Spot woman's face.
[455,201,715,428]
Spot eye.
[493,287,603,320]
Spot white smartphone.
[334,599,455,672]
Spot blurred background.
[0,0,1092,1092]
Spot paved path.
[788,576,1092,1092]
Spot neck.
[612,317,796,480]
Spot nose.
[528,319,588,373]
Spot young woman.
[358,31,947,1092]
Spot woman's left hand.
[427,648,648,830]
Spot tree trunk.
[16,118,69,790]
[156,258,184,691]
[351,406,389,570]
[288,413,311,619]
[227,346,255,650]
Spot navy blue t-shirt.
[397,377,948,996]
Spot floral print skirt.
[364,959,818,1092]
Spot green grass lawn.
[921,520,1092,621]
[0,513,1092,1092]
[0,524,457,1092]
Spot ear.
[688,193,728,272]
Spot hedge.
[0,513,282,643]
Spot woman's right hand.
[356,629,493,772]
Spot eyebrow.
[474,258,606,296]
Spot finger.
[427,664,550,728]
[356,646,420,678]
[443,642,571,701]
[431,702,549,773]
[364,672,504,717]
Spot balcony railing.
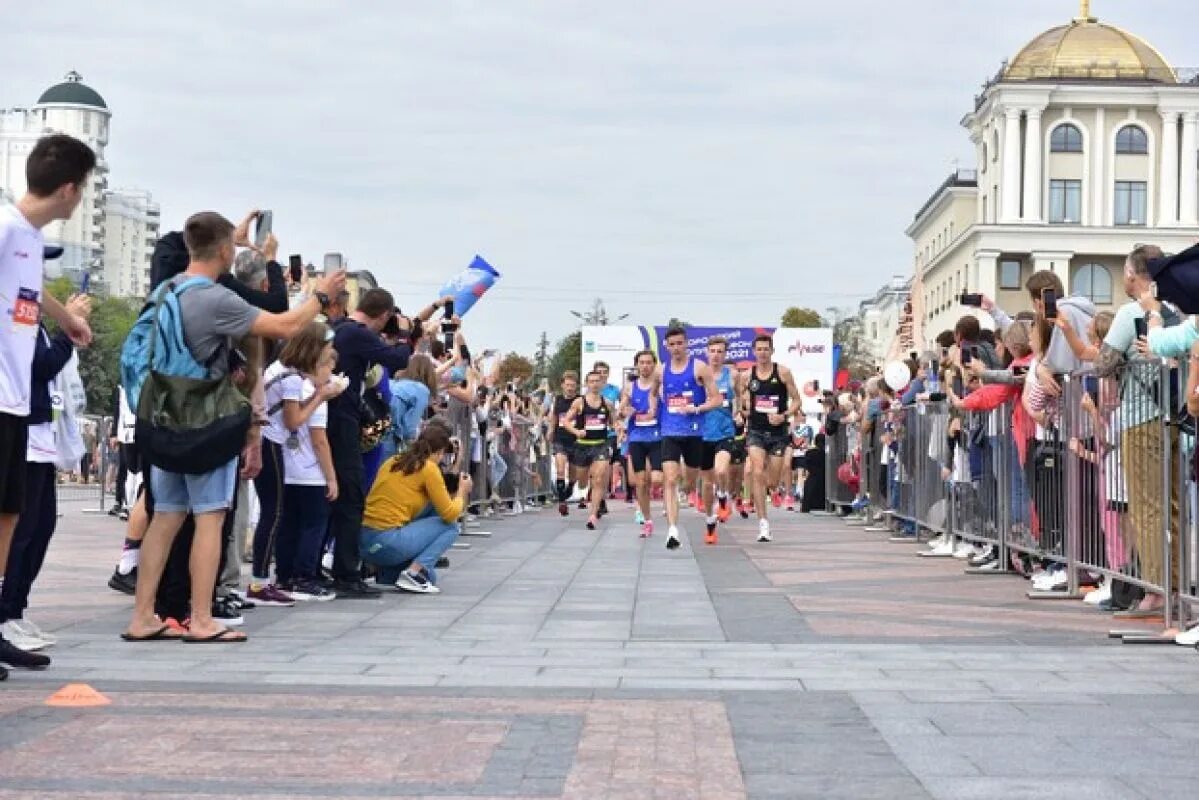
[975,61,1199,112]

* * *

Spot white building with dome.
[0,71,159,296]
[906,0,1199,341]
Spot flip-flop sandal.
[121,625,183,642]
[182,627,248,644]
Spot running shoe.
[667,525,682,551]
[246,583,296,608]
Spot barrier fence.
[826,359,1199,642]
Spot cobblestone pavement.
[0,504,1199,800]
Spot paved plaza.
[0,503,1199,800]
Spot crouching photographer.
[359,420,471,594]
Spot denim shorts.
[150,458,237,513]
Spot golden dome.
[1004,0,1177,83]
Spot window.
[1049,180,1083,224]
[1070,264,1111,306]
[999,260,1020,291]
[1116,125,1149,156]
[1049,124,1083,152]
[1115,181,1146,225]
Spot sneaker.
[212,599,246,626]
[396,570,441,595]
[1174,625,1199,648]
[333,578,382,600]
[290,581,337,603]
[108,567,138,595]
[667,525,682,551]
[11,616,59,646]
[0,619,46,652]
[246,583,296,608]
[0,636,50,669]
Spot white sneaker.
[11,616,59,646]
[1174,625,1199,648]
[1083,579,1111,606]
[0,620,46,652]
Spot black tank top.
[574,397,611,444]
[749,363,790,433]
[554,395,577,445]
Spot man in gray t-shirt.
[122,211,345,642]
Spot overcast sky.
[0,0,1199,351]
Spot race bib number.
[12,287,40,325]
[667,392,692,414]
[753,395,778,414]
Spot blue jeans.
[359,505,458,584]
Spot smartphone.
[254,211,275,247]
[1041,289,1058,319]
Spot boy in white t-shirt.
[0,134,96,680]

■ Task to complete
Reproduce the lines from the one holding "Spot flip-flop sandal." through the one holding "[0,503,1199,800]", both included, without any changes.

■ Response
Spot flip-flop sandal.
[121,625,183,642]
[182,627,248,644]
Spot running shoe.
[667,525,682,551]
[246,583,296,608]
Spot barrier fence.
[826,359,1199,642]
Spot cobblestone pavement.
[0,504,1199,800]
Spot paved plaza.
[0,503,1199,800]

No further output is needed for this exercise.